WHAT THE TASK REQUIRES: What is needed here is an exact copy of all the records below.

----- EXERCISE INPUT -----

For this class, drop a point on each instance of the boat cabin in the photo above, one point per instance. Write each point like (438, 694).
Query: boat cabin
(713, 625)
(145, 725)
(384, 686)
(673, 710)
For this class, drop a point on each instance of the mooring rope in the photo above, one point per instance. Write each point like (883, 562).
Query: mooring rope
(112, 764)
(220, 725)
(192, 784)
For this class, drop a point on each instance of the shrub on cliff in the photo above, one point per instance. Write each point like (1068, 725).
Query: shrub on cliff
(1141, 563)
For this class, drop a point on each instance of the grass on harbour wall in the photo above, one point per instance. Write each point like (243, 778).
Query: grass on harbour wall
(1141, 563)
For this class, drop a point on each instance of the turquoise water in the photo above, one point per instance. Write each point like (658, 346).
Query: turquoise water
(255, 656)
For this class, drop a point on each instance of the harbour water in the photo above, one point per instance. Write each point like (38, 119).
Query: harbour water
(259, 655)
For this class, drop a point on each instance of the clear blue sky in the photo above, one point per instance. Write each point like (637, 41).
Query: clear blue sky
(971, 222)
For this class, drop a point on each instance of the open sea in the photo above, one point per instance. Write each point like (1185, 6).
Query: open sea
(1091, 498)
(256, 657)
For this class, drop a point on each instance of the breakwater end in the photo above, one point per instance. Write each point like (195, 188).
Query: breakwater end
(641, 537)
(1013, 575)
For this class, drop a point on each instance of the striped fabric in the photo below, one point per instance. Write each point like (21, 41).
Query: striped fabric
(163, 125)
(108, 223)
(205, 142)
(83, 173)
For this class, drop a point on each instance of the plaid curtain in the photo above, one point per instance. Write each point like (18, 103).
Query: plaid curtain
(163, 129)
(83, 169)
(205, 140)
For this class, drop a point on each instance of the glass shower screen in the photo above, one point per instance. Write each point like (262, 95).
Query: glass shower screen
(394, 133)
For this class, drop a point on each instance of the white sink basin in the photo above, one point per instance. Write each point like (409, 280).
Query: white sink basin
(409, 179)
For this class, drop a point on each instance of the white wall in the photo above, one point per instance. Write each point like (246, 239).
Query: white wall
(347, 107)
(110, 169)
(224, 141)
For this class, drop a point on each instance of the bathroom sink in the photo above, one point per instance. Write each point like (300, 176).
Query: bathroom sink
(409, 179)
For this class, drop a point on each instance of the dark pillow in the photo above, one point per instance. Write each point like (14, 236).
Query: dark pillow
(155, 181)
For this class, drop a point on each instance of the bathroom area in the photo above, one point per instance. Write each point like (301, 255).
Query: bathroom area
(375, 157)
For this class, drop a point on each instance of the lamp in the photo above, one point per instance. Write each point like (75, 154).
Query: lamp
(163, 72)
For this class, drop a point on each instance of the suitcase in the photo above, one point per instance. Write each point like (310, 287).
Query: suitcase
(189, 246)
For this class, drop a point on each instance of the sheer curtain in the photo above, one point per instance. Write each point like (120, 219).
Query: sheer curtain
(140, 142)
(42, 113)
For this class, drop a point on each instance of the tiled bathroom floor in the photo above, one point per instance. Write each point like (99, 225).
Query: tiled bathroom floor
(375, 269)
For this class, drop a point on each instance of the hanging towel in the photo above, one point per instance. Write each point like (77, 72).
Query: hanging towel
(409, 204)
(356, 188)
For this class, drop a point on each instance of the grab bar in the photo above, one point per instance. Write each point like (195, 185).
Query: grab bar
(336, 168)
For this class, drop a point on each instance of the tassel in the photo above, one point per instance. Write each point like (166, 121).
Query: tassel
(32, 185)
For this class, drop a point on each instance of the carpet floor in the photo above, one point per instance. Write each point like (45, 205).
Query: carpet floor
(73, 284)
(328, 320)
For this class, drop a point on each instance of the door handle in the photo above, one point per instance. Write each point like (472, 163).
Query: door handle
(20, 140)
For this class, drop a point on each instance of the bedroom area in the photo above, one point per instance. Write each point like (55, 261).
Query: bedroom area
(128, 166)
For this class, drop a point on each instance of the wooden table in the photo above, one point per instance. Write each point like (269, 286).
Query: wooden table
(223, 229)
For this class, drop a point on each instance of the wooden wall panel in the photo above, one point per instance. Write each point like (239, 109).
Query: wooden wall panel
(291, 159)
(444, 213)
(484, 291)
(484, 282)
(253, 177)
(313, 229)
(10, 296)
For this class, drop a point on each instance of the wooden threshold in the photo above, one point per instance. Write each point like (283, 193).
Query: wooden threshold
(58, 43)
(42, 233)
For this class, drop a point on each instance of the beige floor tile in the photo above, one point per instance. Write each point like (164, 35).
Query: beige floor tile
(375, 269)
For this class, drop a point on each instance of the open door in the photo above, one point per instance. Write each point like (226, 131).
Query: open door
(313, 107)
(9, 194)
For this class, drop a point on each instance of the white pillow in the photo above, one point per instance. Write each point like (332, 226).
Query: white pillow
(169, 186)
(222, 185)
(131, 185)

-----

WRITTEN RESPONSE:
For this class, drop a point on each instance of the boat cabin in the photo above, one point per instance. Write each point like (438, 694).
Query: boat cabin
(713, 625)
(145, 725)
(384, 686)
(673, 710)
For this class, drop a point on each instance of the mooring rope in the photo above, one point per instance. Write each point like (883, 562).
Query: mooring rope
(112, 764)
(220, 725)
(192, 784)
For this class, drop a point on each instance of the shrub on cliff in the photo above, one point per instance. Write each point like (1068, 725).
Query: shrub on cliff
(1141, 563)
For this class, drop a point on each instance of the grass on harbour wall in the photo above, one point per instance. Write each point like (243, 778).
Query: grass on harbour wall
(1141, 563)
For this class, drop a point on each instance of the turquoise water in the photo above, one point per instance. Write each point like (658, 346).
Query: turquoise water
(255, 656)
For this class, drop a point on each instance of the harbour water in the photo above, one point per instance. Write each point like (38, 119).
Query: harbour water
(259, 655)
For this class, drop a point on each instance of the clear blue sky in the photo above, one point per instance. Write each point like (637, 41).
Query: clear blue sky
(971, 222)
For this class, drop a point on each instance of the open sea in the photo above, one point per instance. Write each point like (1185, 6).
Query: open sea
(1091, 498)
(256, 657)
For this class, drop a point on each instance of the breakwater end in the photo above, one point per instance. Write each point like (195, 188).
Query: breakwater end
(641, 537)
(1013, 575)
For this class, drop a point on each instance of the striped fabric in the photo below, one point per instance. Write each point like (21, 41).
Query: striped fabric
(163, 125)
(108, 223)
(205, 142)
(83, 173)
For this class, drop a point on each instance of the plaid curtain in the photo above, one point per instance. Write each point like (18, 103).
Query: plaid curtain
(163, 129)
(83, 169)
(205, 140)
For this class, drop a point on each instance of the glass shower screen in the photo above, one point per instance. Write each point like (262, 95).
Query: glass shower screen
(394, 133)
For this class, drop a point on each instance of the white sink basin in the photo above, one point per instance. Write each point like (409, 280).
Query: white sink basin
(409, 179)
For this class, drop a point on each instance of the white wall in the photo above, one point per instance. Write each point like (246, 239).
Query: white wall
(347, 107)
(110, 169)
(224, 141)
For this class, drop a point on each instance of the bathroom sink in the photo above, one point per instance. Write each point like (300, 176).
Query: bathroom sink
(409, 179)
For this class, drop a point on each instance of the dark pillow in the photo above, one point per instance. Write each point like (14, 236).
Query: dark pillow
(155, 181)
For this class, drop a point on each instance of the bathroom area in the photo above, one point per instance. Write each point like (301, 255).
Query: bathroom area
(375, 157)
For this class, drop a point on each instance of the lamp in the photo above, one point per instance. Write each point like (75, 154).
Query: lamp
(163, 72)
For this class, drop a point on each instance of the suitcase in the photo above, one point per instance. Write each point like (310, 287).
Query: suitcase
(189, 246)
For this class, drop a point on each instance of the sheer curtain in the photo above, one point per instance. Write each point like (120, 219).
Query: sheer curtain
(140, 142)
(42, 113)
For this class, drop a point on each instance of the tiled bathroom floor in the photo above, one point per instance. Write each point like (99, 225).
Query: tiled bathroom floor
(375, 269)
For this class, drop a point on each instance of the hanging towel in the photo above, one point per instance. Write each point like (77, 72).
Query: hanging towel
(409, 204)
(356, 188)
For this class, drop a point on each instance of the grab bar in the photo above, one point per instance. Write each point like (195, 185).
Query: grab bar
(336, 168)
For this class, drop a point on each instance of the tassel in the photo above, one point per instance. Write each point like (166, 121).
Query: tassel
(32, 185)
For this class, drop a point on each instance of the carpet floor in the photo above, one point per instance. Write each point like (45, 205).
Query: carpet floor
(73, 284)
(328, 320)
For this class, drop a point on each instance of the door handle in the photo above, one point per instance. Write each point like (472, 163).
Query: door handle
(20, 140)
For this class, drop a point on each instance of the bedroom area in the photo above, one point per instance. Write each point like (55, 261).
Query: bedroom area
(128, 166)
For this class, drop a point on each instance of the wooden table in the photo above, one point per instance. Write each point like (269, 286).
Query: wooden table
(223, 229)
For this class, drop a point on each instance of the wooden wall panel in the photo above, one point per instance. Write each point like (239, 109).
Query: wooden wall panel
(291, 159)
(444, 213)
(484, 291)
(484, 282)
(253, 177)
(313, 229)
(10, 296)
For this class, drop a point on each instance of the wooden threshold in the photo above, one point per instance. Write each point like (283, 193).
Query: wooden threshold
(58, 43)
(42, 233)
For this class, drop a point on each instance of the beige floor tile in the photo above, one point per instance. Write each point like (164, 35).
Query: beige floor tile
(375, 269)
For this class, drop a point on each instance of the open door in the photo above, one point per instance. Write each point like (226, 131).
Query: open door
(313, 107)
(9, 194)
For this class, drop a point on each instance of the white pillow in the photo above, one point per instance. Write each point like (332, 226).
Query: white pillow
(169, 186)
(222, 185)
(131, 185)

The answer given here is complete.